Start of Given records

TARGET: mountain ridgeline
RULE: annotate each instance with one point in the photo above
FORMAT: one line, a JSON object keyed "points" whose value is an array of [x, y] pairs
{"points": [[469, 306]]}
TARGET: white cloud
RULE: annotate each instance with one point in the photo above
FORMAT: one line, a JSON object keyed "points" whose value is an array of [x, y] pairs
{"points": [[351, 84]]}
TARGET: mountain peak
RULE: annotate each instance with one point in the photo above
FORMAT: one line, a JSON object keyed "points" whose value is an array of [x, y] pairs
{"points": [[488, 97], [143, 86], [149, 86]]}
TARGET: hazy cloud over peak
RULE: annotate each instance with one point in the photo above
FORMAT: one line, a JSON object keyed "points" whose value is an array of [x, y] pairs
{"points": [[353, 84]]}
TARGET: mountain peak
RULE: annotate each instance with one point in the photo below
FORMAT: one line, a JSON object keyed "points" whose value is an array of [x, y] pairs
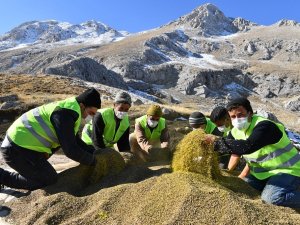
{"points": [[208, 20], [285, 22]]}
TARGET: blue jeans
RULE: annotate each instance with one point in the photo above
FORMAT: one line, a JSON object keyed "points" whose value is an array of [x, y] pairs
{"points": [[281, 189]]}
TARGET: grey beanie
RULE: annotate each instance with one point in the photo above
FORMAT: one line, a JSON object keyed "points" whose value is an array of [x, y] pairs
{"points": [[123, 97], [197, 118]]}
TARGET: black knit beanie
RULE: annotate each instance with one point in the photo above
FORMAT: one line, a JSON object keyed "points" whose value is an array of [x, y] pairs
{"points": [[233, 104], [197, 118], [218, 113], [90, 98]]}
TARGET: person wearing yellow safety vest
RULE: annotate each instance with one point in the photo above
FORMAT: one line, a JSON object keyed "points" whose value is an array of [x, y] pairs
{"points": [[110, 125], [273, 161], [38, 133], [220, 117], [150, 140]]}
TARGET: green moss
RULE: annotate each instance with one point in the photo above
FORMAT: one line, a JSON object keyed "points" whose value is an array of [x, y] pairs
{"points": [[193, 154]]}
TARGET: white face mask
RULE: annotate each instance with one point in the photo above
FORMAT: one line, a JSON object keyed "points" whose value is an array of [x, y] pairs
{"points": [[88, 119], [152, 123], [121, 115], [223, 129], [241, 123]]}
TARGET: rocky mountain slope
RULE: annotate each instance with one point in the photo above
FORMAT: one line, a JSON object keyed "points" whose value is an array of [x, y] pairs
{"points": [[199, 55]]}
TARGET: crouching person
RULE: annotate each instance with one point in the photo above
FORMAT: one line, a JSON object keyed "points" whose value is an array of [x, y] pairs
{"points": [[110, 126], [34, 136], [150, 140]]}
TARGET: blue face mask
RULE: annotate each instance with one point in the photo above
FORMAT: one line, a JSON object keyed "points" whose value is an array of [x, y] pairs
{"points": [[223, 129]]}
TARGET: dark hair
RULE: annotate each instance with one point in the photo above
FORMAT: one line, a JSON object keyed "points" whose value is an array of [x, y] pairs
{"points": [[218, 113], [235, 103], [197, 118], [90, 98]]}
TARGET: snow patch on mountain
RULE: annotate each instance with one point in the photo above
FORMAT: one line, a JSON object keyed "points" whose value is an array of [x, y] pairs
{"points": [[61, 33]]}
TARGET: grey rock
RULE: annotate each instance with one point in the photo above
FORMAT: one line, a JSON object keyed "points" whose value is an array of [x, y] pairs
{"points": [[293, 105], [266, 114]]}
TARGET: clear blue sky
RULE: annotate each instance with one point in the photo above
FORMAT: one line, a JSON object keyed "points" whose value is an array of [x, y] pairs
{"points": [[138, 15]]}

End of Given records
Start of Given records

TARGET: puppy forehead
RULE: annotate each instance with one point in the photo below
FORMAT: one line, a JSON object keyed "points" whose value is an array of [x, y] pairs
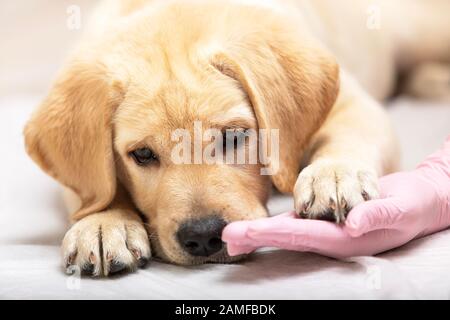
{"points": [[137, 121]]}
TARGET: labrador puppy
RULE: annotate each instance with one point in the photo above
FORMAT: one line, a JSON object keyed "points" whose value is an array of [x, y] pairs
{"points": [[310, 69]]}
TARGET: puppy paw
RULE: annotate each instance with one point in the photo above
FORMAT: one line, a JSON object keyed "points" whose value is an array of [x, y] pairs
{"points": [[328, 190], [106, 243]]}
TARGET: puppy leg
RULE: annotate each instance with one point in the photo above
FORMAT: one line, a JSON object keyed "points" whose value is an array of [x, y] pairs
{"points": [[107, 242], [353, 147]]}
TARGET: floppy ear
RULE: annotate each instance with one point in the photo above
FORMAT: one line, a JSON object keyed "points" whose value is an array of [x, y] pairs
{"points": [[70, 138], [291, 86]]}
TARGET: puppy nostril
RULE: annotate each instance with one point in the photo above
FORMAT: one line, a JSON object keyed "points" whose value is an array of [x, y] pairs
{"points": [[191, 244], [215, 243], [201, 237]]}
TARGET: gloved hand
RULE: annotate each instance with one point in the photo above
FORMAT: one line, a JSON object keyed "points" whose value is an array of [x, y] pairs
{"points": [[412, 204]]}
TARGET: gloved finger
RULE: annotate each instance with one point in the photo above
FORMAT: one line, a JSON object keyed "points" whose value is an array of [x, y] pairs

End of Given records

- Goal -
Please return each line of the items above that contains the string "blue". Case counts when matching.

- Exercise response -
TARGET: blue jeans
TARGET: blue face mask
TARGET: clear blue sky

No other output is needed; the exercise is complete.